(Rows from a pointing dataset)
— Begin —
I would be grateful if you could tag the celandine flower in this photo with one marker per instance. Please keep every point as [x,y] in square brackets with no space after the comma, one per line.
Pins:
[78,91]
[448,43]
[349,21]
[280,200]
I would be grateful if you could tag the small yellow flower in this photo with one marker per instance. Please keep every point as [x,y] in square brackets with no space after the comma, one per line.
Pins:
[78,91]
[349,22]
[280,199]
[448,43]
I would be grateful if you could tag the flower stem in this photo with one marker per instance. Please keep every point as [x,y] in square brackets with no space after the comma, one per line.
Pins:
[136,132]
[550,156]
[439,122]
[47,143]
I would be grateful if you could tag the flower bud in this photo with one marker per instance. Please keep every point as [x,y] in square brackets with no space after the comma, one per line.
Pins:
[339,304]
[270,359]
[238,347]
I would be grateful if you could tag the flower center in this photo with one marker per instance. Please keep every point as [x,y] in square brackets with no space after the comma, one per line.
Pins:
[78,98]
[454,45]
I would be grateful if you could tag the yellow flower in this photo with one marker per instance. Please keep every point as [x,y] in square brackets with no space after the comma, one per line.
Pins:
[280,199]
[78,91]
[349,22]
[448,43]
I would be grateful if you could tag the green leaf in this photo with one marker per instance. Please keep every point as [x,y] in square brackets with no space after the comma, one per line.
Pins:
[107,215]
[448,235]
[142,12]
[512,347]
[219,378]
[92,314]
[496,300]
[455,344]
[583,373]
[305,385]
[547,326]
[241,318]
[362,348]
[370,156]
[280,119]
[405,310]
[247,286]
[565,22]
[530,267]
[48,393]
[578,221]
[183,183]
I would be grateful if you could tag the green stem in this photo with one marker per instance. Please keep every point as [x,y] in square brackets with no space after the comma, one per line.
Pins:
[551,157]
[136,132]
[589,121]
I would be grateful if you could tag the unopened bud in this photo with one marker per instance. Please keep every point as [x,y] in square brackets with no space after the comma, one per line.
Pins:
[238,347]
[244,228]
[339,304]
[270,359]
— End —
GIVEN INSTRUCTION:
Extract each line of the listing above, copying it word for word.

OUTPUT FOR THIS EXERCISE:
I would be grateful if you could tag the celandine flower in this photo with one marker per instance. Please keep every point as [x,y] in square brackets with no space after the comma, one per line.
Pins:
[78,91]
[448,43]
[349,21]
[280,200]
I would be grateful if you could tag the small yellow flower in this photo with one marker per instance. Please keep every point as [x,y] in square brackets with no space after the comma, one per line.
Pins:
[78,91]
[349,22]
[280,199]
[448,43]
I would be grateful if you could tag the flower stem in this photo with one marker per instance. Please keep every point as [x,y] in square brackets with no space after the comma, one per line.
Pins:
[136,132]
[550,156]
[439,122]
[47,143]
I would be grateful if you could tag the flower bud in this photo with one marker per instance. Please keep every point as [x,y] in square brackets with no space after the comma, one per line.
Pins:
[339,304]
[270,359]
[238,347]
I would be grateful if you could tag the flower center in this photo with one marker per instance. Please keep every point as [x,y] in square brackets with no space after the comma, one per line.
Pins:
[78,98]
[454,45]
I would be grateful if you could tag the yellow flower in this photo with one marker per instance. Please keep every point as [x,y] in square brackets with no space after the comma, one per line.
Pins:
[280,199]
[78,91]
[349,22]
[448,43]
I would be grateful if you could tag the green leaf in this photo with one marker per instance. Please keep every point as [x,y] in square brackets with no space after the comma, one per line.
Pins:
[107,215]
[448,235]
[142,12]
[512,347]
[219,378]
[92,314]
[496,300]
[455,344]
[583,373]
[305,385]
[547,326]
[241,318]
[362,348]
[370,156]
[280,119]
[405,310]
[247,286]
[565,22]
[530,267]
[48,393]
[578,221]
[183,183]
I would be grateful if you could tag the green stem in this photo with one marker per instance. Please keep every point as [x,y] in square brackets with no space after the comma, one per line.
Pins:
[551,157]
[136,132]
[589,121]
I would be grateful if you could tag the unopened bud in this photo with one marker per instance. Please keep every point as [x,y] in square brackets with no space after the comma, one per line.
Pins:
[238,347]
[244,228]
[339,304]
[270,359]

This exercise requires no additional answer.